It's actually already in its 3rd quarter.

> My question is this: does anyone have experience of tracking ports
> via these branches?  Does it work well? 

So far, it works well - for me.
But of course I build all my packages myself. About 1200 or so, some of
them I just use myself.
Occasionally, when a port does not build (dovecot2 in Q2, IIRC), I need
to take stuff from the "current" ports-tree. But it's not such a big
deal.
Q3 built everything right out of the box, though.

Sometimes, when the installed pkg is too old, I have to fetch the
newest pkg-package from my build, unpack pkg and the libpkg library and
use that to upgrade the tree.
I've got to see how the 1.2 -> 1.3 transition goes.

I hope we can reach a state soon, where pkg is completely in the
base-system and not changed much (or at all) over releases - or the
database-format doesn't change much. Because I assume, a
package-downgrade that also involves a downgrade of pkg itself is
currently almost impossible.

### Prompt A
Rewrite the portion of the message on tracking ports branches starting at "So far, it works" and ending at "upgrade the tree.", replacing "ports-tree" with "ports collection".
### Prompt B
In the message on tracking ports branches, which port is cited as having failed to build in Q2?

### Records provided
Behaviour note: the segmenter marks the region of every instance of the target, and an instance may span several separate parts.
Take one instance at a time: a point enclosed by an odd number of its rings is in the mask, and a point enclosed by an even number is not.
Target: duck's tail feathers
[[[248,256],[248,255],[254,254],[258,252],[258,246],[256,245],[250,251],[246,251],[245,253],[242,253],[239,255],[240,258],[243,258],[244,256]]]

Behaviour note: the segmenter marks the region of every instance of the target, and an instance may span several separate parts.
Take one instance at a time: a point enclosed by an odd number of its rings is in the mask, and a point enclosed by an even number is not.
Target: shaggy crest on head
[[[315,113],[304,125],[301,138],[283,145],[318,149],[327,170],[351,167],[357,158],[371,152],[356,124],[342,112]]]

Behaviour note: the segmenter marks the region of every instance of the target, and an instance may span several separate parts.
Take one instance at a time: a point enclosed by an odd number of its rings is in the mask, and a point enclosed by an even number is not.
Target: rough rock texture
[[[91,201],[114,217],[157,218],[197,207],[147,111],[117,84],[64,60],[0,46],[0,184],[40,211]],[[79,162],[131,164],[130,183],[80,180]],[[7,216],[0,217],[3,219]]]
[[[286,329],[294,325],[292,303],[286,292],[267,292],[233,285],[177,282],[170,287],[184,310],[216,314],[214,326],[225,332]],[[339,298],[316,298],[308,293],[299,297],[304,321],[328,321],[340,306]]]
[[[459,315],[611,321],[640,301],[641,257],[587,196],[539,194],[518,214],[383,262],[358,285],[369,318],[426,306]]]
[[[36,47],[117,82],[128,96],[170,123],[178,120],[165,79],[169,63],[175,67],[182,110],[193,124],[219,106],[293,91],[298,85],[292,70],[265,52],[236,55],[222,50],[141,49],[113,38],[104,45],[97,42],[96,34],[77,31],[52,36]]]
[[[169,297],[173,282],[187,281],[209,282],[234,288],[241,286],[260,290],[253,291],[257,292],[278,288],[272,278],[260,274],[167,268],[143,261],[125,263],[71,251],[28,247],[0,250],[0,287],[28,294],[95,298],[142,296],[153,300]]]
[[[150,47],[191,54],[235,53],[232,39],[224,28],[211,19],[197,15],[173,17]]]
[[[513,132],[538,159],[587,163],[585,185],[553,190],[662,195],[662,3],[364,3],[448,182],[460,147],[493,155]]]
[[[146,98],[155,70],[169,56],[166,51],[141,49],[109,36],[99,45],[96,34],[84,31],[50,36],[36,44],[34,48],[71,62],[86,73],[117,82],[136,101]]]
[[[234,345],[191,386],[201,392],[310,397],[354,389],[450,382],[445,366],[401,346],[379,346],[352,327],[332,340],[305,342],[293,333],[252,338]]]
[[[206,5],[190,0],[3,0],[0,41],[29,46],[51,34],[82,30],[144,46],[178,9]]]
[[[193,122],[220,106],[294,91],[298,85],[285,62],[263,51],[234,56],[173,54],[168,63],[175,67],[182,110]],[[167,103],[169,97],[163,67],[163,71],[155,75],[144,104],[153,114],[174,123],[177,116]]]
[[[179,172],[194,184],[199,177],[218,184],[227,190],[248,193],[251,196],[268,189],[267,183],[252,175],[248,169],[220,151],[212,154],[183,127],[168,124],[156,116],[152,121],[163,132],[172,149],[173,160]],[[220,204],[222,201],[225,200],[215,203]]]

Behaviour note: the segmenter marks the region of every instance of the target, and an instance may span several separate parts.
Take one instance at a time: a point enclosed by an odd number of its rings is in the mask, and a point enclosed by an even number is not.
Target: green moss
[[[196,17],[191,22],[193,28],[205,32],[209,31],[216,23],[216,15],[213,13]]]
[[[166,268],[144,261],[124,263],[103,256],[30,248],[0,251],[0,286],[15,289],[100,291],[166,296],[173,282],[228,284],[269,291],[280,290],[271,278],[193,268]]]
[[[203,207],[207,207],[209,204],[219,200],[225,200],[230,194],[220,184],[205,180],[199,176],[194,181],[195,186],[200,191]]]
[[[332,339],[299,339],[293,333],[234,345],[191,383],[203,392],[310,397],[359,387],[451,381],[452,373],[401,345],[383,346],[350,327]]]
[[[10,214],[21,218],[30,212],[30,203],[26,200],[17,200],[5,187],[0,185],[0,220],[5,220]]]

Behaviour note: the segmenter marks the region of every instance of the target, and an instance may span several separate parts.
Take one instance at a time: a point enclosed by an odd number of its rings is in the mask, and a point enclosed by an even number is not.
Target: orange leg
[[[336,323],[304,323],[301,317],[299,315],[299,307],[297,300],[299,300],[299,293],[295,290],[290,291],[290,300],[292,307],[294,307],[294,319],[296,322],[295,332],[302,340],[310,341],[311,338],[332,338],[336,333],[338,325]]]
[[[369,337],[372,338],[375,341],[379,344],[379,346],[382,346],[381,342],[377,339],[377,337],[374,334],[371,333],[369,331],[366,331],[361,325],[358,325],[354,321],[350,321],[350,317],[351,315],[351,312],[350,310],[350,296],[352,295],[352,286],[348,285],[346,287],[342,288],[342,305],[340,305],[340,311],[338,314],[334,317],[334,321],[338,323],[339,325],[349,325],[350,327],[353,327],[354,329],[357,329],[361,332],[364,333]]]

### Exercise response A
So far, it works well - for me.
But of course I build all my packages myself. About 1200 or so, some of
them I just use myself.
Occasionally, when a port does not build (dovecot2 in Q2, IIRC), I need
to take stuff from the "current" ports collection. But it's not such a big
deal.
Q3 built everything right out of the box, though.

Sometimes, when the installed pkg is too old, I have to fetch the
newest pkg-package from my build, unpack pkg and the libpkg library and
use that to upgrade the tree.

### Exercise response B
dovecot2